BRIEF 1 - The passage on metabolic parameters lists what the faeces samples were analyzed for to estimate apparent digestibility coefficients. Give every one of those components.
BRIEF 2 - In the passage on metabolic parameters, at what temperature were the plasma fractions frozen until the blood urea N analysis?
BRIEF 3 - Write the next part of the passage on metabolic parameters, starting after its last sentence.

PASSAGE TO READ -
◇ ◇ ◇
2.4. Metabolic Parameters

The evaluations of metabolic parameters in exp 2 were simultaneously carried out with the performance study in exp 1, with collections occurring across all experimental periods. To estimate faecal excretion, an external marker LIPE® (lignin isolated, purified and enriched of Eucalyptus grandis; Produtos de Pesquisas Simões Saliba, Florestal, MG, Brazil) was administered daily via the rumen cannula in a capsule (500 mg) for six days, starting on day 6 of each experimental period. These capsules were administered at 11:00 h. Faeces were collected twice per day on day 9 (07:00 and 13:00 h), day 10 (09:00 and 15:00 h), and day 11 (11:00 and 17:00 h). The faeces collections occurred when the animals were observed defecating. The collections were carefully carried out in the paddocks discarding the parts that touched the ground to avoid contamination. The faeces were then oven-dried (55 ± 5 °C for 72 h), ground in a mill model 4 (Thomas-Wiley Laboratory, Minneapolis, MN, USA) and combined for each steer and period. Approximately 15 g of bulk faeces from each sample was sent to the Federal University of Minas Gerais (UFMG) to estimate faecal DM production [9]. Total DM intake was estimated using iNDF as an internal marker. The iNDF in the hand-plucked supplement and faecal samples were determined as described by Barbero et al. [9]. The use of hand-plucked samples was adopted to simulate what an animal would be consuming, as indicated by Barbero et al. [9]. To estimate apparent digestibility coefficients, faeces samples were analysed to quantify DM, ash, CP, NDF, and EE levels. With the total nutrient intake, from forage and supplements, and excretion of these nutrients into faeces, total apparent digestibility (TAD) was calculated using the following equation:
TAD = (TDMI − FE)/TDMI;
where TAD = total apparent digestibility (%); TDMI = total dry matter intake (kg per day) and FE = faeces excretion (kg DM per day).
On day 12, blood samples were collected directly from the jugular vein using vacutainers and were placed in ice for approximately 20 min until processing. Samples were centrifuged for 15 min at 15,000× g. Plasma fractions were placed in Eppendorf tubes and frozen at −15 °C until analysis of blood urea N (BUN). Analysis was performed using commercial kits from Labtest (Lagoa Santa, MG, Brazil). The total BUN was calculated by multiplying blood urea in plasma by 0.4667, which corresponds to the percentage of N present in the urea molecule.
Rumen fluid pH and rumen ammonia N were measured using rumen fluid collected on day 13, at 0, 3, 6, and 18 h after supplementation. The time zero was considered before supplementation, which occurred at 11:00 h. The remaining collections represented the hours after supplementation. Rumen fluid was collected in the solid-liquid interface of the rumen. These samples were then filtered using triple-layer gauze, and the pH was measured using a portable digital peg MA522 model (Marconi laboratory equipment, Piracicaba, SP, Brazil). The equipment was first calibrated with buffer solution (pH 7.0 and 4.0). After the pH was measured, 40 mL of rumen fluid was separated, and 1 mL of sulphur acid (1:1) was added, and then frozen at −20 °C. These samples were used for the analysis of rumen ammonia N following the Kjeldahl method [10] with 2 N KOH as indicated by Fenner [14].
◇ ◇ ◇
Data records -
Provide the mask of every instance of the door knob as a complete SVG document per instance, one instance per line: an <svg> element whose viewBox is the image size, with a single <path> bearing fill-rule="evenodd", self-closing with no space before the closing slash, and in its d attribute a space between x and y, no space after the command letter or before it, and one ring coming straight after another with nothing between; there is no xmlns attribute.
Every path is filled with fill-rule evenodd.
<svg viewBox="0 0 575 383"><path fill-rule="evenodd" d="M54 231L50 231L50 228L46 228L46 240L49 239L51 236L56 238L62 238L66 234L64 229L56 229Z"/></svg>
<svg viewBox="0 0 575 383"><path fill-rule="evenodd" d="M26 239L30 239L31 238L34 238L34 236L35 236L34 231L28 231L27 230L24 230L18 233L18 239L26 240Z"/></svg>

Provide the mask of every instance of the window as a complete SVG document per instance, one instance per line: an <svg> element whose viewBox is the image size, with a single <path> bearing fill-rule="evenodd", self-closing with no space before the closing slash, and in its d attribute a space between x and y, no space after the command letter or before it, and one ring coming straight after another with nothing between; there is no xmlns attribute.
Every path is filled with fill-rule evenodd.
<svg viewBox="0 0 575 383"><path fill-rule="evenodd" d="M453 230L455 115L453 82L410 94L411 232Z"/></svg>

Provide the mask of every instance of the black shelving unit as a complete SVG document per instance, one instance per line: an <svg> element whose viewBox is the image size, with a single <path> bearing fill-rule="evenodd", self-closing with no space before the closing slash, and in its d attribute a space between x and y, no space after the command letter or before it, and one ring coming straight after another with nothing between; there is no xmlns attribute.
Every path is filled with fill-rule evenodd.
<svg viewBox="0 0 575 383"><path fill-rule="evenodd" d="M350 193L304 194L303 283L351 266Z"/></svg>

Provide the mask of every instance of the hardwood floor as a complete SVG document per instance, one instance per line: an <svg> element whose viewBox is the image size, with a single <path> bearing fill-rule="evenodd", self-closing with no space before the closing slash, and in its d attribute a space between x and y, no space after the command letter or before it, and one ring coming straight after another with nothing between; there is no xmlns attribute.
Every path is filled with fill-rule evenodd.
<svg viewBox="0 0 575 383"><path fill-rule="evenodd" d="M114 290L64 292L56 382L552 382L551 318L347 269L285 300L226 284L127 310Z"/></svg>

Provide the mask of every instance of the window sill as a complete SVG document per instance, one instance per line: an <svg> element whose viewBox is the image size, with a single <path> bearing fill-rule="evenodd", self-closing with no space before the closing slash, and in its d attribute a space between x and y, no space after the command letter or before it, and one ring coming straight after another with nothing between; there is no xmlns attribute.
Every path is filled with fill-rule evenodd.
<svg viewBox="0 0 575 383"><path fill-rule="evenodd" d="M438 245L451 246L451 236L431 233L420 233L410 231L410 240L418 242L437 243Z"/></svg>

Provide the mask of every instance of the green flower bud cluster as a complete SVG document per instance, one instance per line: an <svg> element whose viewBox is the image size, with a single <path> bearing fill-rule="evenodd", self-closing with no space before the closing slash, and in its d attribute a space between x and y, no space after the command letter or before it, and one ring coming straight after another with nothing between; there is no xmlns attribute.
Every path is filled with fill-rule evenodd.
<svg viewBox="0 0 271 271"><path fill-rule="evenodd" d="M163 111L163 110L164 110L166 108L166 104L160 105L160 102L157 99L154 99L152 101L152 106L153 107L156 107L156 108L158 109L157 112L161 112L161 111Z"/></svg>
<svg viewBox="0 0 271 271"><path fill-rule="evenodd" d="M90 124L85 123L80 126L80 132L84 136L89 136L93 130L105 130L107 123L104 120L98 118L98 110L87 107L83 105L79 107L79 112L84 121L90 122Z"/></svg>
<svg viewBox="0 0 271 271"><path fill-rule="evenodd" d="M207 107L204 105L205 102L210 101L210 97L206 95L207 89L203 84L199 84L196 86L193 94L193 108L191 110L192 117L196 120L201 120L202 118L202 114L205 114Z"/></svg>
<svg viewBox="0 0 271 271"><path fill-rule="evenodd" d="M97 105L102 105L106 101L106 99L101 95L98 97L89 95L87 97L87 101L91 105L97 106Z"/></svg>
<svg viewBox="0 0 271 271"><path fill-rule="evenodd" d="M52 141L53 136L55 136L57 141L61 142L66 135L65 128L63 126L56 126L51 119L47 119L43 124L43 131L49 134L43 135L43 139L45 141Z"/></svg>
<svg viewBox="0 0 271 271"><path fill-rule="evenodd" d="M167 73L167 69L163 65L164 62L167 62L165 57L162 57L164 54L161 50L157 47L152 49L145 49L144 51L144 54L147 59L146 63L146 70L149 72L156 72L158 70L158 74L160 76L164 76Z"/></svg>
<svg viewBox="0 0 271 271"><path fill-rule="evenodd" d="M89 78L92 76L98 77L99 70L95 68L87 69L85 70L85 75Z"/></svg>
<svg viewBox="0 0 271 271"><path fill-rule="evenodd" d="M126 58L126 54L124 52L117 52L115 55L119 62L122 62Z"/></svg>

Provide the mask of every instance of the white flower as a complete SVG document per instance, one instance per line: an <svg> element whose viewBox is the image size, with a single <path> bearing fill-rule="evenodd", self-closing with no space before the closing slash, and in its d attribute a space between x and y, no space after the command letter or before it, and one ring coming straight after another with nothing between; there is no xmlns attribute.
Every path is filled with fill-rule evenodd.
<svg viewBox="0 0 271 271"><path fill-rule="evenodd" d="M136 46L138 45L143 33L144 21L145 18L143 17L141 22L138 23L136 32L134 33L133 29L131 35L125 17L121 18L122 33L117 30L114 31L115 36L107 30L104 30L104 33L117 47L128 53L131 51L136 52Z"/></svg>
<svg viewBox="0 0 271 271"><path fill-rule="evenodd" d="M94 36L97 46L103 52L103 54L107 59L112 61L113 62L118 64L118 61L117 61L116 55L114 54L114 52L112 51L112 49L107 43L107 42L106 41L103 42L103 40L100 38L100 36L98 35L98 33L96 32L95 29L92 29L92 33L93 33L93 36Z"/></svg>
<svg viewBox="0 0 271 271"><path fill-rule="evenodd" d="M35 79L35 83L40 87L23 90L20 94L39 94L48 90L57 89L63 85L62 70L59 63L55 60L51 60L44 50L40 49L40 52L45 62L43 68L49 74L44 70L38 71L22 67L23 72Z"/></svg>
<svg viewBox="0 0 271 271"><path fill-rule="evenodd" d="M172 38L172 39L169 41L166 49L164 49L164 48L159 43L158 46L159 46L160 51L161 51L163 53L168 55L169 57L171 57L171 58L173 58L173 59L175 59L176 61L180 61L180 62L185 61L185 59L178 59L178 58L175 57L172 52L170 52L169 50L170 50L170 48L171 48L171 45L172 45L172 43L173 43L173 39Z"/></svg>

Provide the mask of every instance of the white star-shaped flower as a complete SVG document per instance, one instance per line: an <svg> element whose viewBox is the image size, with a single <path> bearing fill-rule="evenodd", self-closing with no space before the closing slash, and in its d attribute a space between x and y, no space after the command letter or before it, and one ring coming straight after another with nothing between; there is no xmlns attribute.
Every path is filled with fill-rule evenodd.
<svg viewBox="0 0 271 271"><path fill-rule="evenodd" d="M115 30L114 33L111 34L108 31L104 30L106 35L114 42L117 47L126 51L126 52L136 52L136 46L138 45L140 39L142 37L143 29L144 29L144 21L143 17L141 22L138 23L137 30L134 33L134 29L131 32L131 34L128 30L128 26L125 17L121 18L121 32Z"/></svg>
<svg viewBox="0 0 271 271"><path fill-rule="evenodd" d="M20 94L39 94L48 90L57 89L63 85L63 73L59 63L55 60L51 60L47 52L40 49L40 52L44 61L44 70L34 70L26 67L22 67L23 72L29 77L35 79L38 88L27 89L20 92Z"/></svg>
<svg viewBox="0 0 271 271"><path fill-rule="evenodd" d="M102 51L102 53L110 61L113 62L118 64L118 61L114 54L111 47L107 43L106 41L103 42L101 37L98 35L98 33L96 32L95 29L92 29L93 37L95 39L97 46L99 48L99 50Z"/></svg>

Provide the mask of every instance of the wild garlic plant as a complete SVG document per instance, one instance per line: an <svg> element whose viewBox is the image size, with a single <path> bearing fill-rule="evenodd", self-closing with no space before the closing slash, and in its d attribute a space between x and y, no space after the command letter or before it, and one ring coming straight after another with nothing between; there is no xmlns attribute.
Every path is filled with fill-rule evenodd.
◇ ◇ ◇
TASK RESULT 1 - DM, ash, CP, NDF, EE

TASK RESULT 2 - −15 °C

TASK RESULT 3 -
The N balance and efficiency of microbial synthesis (EMS) were calculated considering the basis for nutrient balance research in mammals as described in Maynard and Loosli [15], in which N animal products = N feed − N excreted. This method was adapted in the present study using spot urine sampling to estimate urinary excretion of nitrogenous compounds and the following equation to estimate N balance:
N balance (g/day) = Intake N (g/day) − Faecal N (g/day) − Urinary N (g/day).
The EMS were measured according to Barbosa et al. [16], where total purines absorbed at (Y, mmol/day) were calculated from the excretion of purine derivatives (X, mmol/day), by the equation:
Y = 70 X/0.93 × 0.137 × 1000
where 70 = contend of N purines (mg/mmol), 0.93 = true microbial purine digestibility and 0.137 = ratio N purine:N total bacteria
The N microbial was expressed in grams per day and from this result the microbial protein synthesis was calculated by multiplying it by 6.25 and then the EMS per kg of TDN consumed.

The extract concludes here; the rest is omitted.